And then I am a mother! I am a good mother! And I fight like a mother bear when attacked on my children! I know the accusations are false. They are so false that they are ludicrous, but they hurt. People parent differently. I was accused of not loving my kids.... oh, if I was a swearing type of a person, I would throw in few choice ones here! My kids feel loved, safe, secure, and cared for with me. They have deep meaningful discussions with me when they are alone because they trust me. They know their mom will tell them the truth and will be there. I do make them work. I firmly believe that chores are a part of good raising and will help them be successful as adults. I do not baby my kids and do everything for them. It is not a sign of lack of love, but a determined love. I love them, so I raise them to be capable. I work with them, and sometimes they enjoy working. Sometimes they don't, but that is ok.... life, sadly, is not all enjoyable. But, grrr.... to accuse me of not loving my kids simply because I chose to parent in a different way. I walked away because the temptation to yell.... throw something... blow up... whatever was too strong. Those are lies. (What is that I always tell my kids? Don't respond to idiots telling lies about you - they are too stupid to listen to you and those that love you won't listen to them.)

▸ Records:

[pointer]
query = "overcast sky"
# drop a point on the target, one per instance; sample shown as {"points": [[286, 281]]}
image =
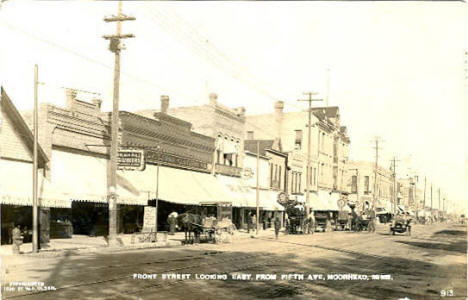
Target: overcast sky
{"points": [[396, 69]]}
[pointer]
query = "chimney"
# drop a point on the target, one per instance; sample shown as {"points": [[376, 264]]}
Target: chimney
{"points": [[71, 97], [240, 111], [97, 102], [213, 98], [164, 104], [279, 105]]}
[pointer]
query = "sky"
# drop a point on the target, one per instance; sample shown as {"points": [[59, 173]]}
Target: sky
{"points": [[396, 69]]}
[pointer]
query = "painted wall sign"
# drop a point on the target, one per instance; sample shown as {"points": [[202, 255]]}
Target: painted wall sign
{"points": [[131, 160]]}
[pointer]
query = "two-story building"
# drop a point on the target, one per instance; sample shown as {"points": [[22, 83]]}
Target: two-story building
{"points": [[272, 177], [177, 169], [226, 126], [328, 154], [366, 184]]}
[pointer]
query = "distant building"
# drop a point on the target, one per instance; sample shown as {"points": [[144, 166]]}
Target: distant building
{"points": [[362, 185], [329, 148], [225, 125]]}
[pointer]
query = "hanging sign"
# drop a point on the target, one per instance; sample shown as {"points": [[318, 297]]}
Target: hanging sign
{"points": [[131, 160], [149, 219]]}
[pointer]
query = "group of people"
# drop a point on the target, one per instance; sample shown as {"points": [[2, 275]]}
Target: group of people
{"points": [[252, 223], [307, 225]]}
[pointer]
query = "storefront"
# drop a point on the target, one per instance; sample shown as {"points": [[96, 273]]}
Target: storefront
{"points": [[83, 180], [16, 201]]}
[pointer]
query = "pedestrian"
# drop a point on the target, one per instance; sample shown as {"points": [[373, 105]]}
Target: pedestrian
{"points": [[372, 220], [17, 239], [254, 222], [249, 222], [311, 223], [172, 220], [277, 226]]}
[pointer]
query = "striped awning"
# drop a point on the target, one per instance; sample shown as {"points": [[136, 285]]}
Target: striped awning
{"points": [[85, 178]]}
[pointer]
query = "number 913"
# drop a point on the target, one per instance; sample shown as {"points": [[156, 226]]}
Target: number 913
{"points": [[446, 293]]}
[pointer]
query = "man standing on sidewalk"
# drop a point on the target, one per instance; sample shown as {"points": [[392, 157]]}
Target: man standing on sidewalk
{"points": [[17, 239], [372, 220], [249, 222], [277, 226]]}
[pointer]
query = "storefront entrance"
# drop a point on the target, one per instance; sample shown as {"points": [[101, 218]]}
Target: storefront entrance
{"points": [[90, 218]]}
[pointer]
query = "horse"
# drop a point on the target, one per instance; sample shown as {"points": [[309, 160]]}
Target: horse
{"points": [[189, 223]]}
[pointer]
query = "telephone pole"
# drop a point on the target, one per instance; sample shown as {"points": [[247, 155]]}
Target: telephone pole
{"points": [[115, 46], [308, 175], [431, 198], [376, 140], [424, 201], [439, 204], [257, 190], [395, 192], [35, 237]]}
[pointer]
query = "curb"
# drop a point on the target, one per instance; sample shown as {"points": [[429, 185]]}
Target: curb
{"points": [[100, 249]]}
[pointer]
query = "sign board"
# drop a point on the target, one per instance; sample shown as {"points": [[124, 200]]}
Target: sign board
{"points": [[282, 198], [131, 160], [149, 219], [248, 172]]}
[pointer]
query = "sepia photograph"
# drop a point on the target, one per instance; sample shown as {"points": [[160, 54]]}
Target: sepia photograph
{"points": [[233, 150]]}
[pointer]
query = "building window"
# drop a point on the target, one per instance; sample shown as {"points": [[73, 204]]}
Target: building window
{"points": [[298, 140], [323, 141], [271, 175], [279, 178], [366, 184], [300, 182], [293, 182], [354, 184]]}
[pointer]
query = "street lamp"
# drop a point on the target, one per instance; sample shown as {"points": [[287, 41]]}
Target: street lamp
{"points": [[158, 148]]}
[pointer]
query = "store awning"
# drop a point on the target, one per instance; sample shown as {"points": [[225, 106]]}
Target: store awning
{"points": [[179, 186], [241, 195], [324, 201], [85, 178], [269, 200], [16, 187]]}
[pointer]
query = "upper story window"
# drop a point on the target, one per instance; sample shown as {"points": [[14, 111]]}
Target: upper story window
{"points": [[366, 184], [298, 140], [354, 184], [323, 141]]}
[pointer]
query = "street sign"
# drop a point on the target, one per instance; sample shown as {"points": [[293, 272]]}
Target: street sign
{"points": [[131, 160], [149, 219], [248, 172], [282, 198]]}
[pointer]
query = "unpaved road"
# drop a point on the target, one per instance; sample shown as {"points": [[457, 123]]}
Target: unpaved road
{"points": [[422, 266]]}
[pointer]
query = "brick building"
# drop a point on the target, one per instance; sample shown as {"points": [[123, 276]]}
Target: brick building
{"points": [[329, 149]]}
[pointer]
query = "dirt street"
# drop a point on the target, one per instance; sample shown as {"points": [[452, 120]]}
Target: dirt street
{"points": [[429, 264]]}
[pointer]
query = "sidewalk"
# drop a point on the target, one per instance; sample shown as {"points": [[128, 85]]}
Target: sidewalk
{"points": [[84, 244]]}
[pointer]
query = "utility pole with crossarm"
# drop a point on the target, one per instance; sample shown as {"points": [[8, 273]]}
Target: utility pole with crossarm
{"points": [[115, 46], [308, 173]]}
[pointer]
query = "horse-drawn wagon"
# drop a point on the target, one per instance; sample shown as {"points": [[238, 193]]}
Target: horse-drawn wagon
{"points": [[211, 222]]}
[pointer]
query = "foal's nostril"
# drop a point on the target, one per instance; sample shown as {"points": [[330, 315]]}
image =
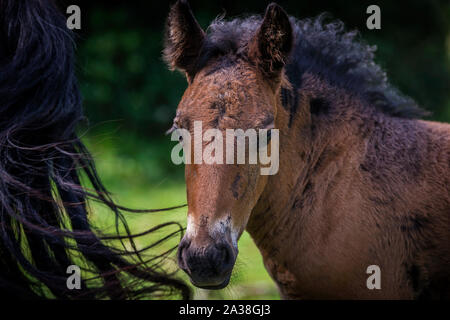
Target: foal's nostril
{"points": [[181, 254], [226, 257]]}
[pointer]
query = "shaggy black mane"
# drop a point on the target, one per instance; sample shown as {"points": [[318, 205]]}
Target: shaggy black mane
{"points": [[320, 48]]}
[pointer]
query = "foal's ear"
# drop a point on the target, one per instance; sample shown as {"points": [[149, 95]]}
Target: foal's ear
{"points": [[272, 43], [183, 39]]}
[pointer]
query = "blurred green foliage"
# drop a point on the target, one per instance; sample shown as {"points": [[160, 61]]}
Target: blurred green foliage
{"points": [[124, 78], [130, 97]]}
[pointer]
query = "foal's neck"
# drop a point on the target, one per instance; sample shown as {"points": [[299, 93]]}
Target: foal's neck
{"points": [[321, 146]]}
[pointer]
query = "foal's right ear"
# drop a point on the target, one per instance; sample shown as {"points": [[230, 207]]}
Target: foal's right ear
{"points": [[272, 43], [183, 40]]}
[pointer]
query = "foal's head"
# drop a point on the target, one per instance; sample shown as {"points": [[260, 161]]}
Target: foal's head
{"points": [[230, 86]]}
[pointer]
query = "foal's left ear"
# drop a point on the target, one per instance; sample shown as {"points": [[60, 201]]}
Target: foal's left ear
{"points": [[272, 43], [184, 38]]}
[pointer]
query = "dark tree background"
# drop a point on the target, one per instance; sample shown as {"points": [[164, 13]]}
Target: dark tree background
{"points": [[123, 77]]}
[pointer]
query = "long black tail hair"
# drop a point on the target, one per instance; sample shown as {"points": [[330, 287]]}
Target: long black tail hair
{"points": [[44, 226]]}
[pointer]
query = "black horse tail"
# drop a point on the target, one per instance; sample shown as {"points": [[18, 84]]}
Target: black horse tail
{"points": [[44, 226]]}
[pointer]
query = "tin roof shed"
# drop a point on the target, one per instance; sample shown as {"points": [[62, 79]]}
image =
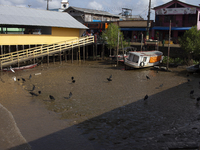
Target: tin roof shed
{"points": [[23, 16]]}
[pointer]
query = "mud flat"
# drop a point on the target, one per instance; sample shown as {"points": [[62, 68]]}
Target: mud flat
{"points": [[102, 114]]}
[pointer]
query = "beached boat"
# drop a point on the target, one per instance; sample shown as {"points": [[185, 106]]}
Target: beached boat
{"points": [[120, 56], [143, 59], [193, 68], [20, 68]]}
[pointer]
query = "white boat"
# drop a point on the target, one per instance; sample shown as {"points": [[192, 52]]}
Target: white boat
{"points": [[193, 68], [143, 59]]}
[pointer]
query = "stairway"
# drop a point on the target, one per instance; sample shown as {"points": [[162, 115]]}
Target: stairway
{"points": [[41, 51]]}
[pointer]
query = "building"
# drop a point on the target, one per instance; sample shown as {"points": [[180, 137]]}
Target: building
{"points": [[64, 5], [21, 27], [182, 15], [133, 30], [90, 15]]}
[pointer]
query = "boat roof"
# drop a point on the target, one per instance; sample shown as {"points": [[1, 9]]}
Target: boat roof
{"points": [[146, 53]]}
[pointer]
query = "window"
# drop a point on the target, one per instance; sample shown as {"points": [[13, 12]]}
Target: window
{"points": [[168, 18]]}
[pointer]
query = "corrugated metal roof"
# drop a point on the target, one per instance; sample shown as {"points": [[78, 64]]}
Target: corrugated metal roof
{"points": [[92, 11], [11, 15]]}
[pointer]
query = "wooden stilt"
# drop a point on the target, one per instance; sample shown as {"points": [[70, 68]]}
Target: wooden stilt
{"points": [[53, 58], [17, 55], [48, 56], [83, 53], [72, 54], [1, 49], [96, 51], [9, 49], [79, 53], [93, 51], [86, 52]]}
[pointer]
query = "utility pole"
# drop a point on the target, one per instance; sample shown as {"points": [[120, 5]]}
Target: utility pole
{"points": [[169, 45], [47, 4], [148, 21]]}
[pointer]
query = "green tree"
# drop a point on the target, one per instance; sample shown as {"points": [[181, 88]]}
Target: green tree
{"points": [[110, 35], [190, 42]]}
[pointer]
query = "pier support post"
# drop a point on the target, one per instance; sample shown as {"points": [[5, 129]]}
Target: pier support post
{"points": [[93, 51], [86, 52]]}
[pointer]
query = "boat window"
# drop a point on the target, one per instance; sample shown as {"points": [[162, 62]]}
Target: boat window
{"points": [[135, 59], [144, 59]]}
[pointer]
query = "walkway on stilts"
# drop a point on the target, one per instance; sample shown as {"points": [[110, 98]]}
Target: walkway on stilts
{"points": [[44, 50]]}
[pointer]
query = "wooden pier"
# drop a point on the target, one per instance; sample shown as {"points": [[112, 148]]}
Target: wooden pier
{"points": [[45, 50]]}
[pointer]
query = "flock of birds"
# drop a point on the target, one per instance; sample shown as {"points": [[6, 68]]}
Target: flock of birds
{"points": [[39, 92], [109, 80]]}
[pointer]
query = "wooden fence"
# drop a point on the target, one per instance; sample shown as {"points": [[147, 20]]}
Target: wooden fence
{"points": [[44, 50]]}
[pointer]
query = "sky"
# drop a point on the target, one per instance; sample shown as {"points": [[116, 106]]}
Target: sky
{"points": [[139, 7]]}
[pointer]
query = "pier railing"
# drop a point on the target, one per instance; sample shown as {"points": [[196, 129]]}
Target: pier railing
{"points": [[44, 50]]}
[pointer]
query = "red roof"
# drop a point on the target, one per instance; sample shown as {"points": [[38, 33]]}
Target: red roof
{"points": [[174, 1]]}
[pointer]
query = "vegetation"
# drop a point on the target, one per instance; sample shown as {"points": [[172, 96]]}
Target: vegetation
{"points": [[110, 35], [190, 42]]}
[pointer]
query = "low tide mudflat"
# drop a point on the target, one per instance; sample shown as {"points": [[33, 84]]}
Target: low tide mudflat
{"points": [[104, 114]]}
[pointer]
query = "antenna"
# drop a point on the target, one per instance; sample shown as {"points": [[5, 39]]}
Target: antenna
{"points": [[48, 4]]}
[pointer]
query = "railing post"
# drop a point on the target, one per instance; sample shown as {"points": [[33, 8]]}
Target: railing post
{"points": [[48, 56], [60, 56]]}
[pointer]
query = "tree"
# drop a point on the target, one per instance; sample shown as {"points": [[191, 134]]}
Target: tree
{"points": [[190, 42], [110, 35]]}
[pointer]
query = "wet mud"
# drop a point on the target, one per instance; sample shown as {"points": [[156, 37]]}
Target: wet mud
{"points": [[113, 114]]}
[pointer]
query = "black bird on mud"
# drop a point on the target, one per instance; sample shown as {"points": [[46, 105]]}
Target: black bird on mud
{"points": [[51, 97], [23, 80], [148, 78], [146, 97], [33, 94], [192, 92], [198, 99], [70, 95], [30, 76], [33, 88], [110, 78]]}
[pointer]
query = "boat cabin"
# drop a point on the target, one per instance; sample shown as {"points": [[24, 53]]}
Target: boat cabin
{"points": [[143, 59]]}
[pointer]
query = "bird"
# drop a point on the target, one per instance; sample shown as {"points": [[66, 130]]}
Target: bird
{"points": [[198, 99], [161, 85], [146, 97], [110, 78], [192, 92], [51, 97], [33, 88], [70, 95], [30, 76], [33, 94]]}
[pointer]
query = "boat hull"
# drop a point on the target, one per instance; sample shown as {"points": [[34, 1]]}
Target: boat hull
{"points": [[21, 68]]}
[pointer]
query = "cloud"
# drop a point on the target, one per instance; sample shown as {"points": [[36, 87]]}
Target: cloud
{"points": [[95, 5]]}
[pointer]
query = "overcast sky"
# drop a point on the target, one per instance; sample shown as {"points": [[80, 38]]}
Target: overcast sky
{"points": [[139, 7]]}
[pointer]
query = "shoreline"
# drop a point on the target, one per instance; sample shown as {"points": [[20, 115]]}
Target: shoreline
{"points": [[97, 105]]}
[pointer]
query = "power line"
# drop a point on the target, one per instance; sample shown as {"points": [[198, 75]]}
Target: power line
{"points": [[48, 4]]}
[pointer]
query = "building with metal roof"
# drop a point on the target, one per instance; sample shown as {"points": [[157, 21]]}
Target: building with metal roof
{"points": [[22, 27], [90, 15]]}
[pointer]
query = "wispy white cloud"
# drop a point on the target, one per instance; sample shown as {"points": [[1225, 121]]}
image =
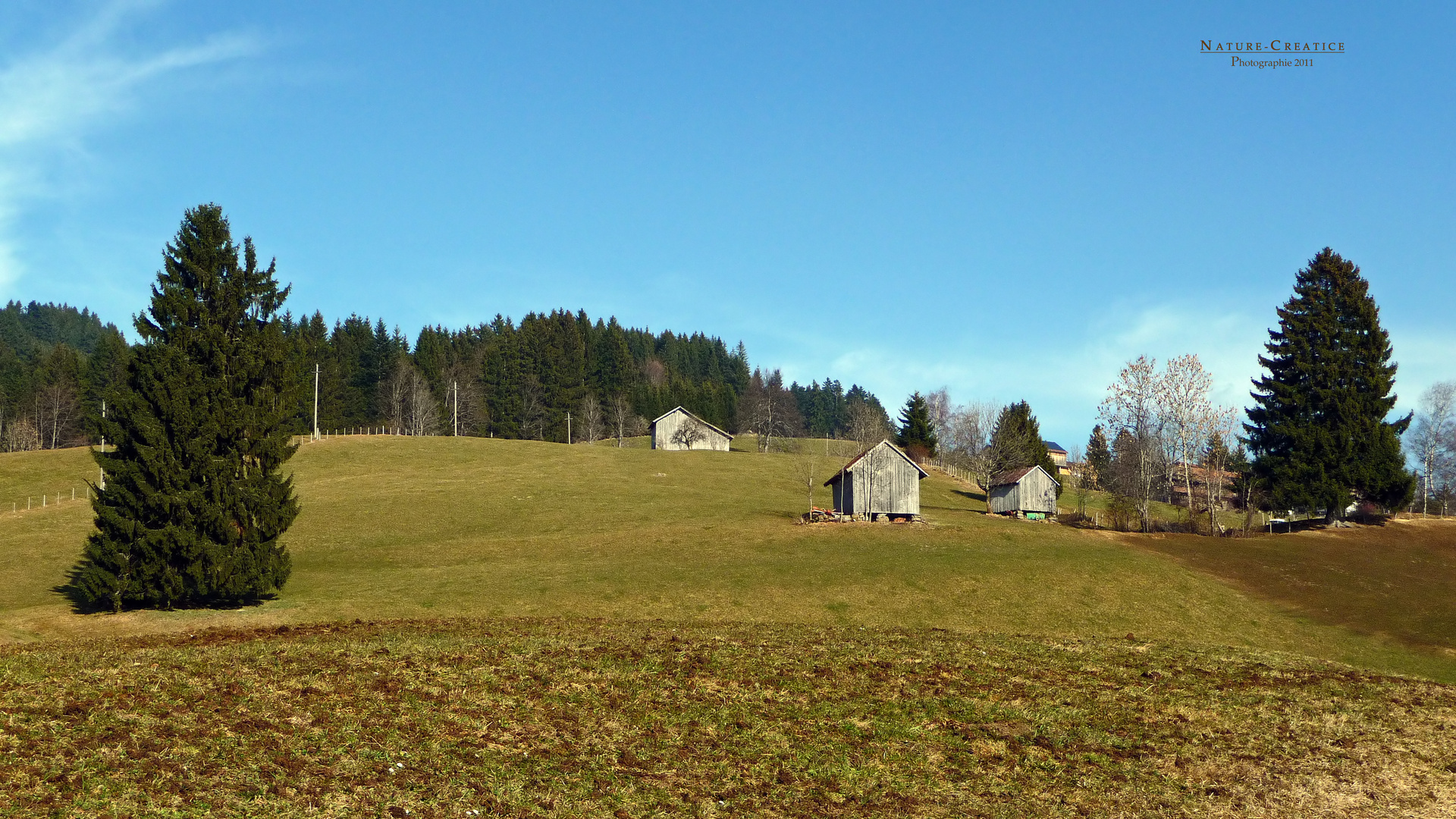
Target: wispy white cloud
{"points": [[53, 96]]}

▸ Task list:
1 – According to the parenting text, what do the writer's kids feel when they are with her? List each feeling.
2 – In the parenting text, what does the writer believe chores will help the kids be as adults?

▸ Task-by-task answers:
1 –
- Loved
- Safe
- Secure
- Cared for

2 – Successful.